**WRITTEN PROBLEM:**
Please pick out every line below that contains the word "segment" and copy each one. Case counts.

**Image boundary annotation data:**
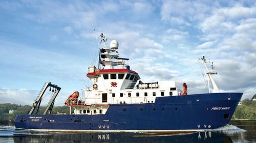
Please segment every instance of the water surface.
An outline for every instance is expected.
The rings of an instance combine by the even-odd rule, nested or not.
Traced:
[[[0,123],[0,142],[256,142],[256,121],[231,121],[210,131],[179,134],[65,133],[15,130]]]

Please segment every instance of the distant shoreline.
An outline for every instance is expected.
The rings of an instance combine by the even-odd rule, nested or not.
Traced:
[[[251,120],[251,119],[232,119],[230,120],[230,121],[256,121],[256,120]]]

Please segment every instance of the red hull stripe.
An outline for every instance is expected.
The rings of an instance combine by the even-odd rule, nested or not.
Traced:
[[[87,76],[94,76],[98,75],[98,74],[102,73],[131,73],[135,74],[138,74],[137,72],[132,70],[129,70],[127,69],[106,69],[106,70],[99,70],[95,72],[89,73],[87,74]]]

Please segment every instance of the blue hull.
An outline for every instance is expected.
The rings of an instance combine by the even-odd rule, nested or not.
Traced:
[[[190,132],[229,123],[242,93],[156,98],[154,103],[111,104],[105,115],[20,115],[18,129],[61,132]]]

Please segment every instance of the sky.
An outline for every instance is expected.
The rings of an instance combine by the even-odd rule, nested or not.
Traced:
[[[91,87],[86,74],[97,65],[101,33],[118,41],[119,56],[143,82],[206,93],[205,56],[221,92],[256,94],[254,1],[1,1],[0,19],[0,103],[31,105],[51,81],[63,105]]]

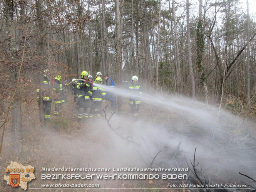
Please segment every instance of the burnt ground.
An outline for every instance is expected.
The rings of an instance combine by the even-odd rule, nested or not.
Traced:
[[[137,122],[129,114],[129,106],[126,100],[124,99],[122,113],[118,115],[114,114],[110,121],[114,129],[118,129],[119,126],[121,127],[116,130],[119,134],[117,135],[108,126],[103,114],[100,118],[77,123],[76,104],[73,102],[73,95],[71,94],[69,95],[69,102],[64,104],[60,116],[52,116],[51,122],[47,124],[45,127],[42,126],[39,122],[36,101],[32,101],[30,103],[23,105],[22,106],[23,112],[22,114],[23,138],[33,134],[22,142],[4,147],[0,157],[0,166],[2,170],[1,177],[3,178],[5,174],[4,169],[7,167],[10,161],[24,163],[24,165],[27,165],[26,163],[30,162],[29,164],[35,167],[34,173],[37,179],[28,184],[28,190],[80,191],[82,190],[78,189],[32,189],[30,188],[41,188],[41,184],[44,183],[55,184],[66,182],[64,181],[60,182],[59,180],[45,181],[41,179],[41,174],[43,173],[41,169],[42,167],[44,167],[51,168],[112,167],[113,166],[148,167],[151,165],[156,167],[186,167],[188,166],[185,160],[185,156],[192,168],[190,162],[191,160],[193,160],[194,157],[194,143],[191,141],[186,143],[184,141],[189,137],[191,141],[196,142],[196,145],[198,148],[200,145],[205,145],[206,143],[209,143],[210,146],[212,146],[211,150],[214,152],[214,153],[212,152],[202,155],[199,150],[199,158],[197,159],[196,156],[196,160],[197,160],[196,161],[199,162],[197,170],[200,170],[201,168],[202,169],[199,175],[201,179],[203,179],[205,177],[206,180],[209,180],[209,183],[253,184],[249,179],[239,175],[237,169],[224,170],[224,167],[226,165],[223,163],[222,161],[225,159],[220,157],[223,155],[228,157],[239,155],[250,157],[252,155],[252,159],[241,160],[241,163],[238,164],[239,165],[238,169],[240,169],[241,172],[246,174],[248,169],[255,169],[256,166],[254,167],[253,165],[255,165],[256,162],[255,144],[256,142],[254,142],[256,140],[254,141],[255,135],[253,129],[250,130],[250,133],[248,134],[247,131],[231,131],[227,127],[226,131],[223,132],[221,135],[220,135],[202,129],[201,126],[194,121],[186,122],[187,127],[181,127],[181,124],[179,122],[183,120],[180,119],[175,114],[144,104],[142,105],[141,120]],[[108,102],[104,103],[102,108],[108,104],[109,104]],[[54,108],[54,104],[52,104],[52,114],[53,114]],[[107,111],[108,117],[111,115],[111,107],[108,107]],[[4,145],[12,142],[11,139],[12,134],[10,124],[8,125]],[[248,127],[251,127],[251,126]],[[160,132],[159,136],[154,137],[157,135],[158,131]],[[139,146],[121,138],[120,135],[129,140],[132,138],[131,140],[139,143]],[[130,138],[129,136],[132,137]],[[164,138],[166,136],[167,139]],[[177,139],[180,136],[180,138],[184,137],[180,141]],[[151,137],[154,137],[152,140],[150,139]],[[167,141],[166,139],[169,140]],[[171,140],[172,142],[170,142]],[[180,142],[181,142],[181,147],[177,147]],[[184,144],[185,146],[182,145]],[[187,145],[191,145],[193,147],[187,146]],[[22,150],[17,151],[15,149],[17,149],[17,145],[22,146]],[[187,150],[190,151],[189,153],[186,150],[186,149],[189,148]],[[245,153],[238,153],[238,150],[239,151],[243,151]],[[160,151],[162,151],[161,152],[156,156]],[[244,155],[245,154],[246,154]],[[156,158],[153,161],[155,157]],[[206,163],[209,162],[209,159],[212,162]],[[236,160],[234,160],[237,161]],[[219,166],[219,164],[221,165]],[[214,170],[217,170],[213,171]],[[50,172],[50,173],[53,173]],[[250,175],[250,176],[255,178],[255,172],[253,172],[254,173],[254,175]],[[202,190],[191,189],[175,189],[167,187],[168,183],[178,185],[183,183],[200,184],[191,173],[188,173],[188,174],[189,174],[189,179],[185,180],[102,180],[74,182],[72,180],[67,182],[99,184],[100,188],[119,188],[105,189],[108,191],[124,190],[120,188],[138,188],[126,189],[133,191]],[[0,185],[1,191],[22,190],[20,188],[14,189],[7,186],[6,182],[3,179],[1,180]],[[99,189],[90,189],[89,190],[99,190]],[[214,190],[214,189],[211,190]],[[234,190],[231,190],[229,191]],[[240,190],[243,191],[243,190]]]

**EXERCISE RESULT:**
Please segment every instance of the water surface.
Please segment every instance of the distant shoreline.
Please segment every instance of the red hull stripe.
Please segment every instance of the blue hull.
Please segment every instance of the sky.
Please segment every instance of the burnt ground.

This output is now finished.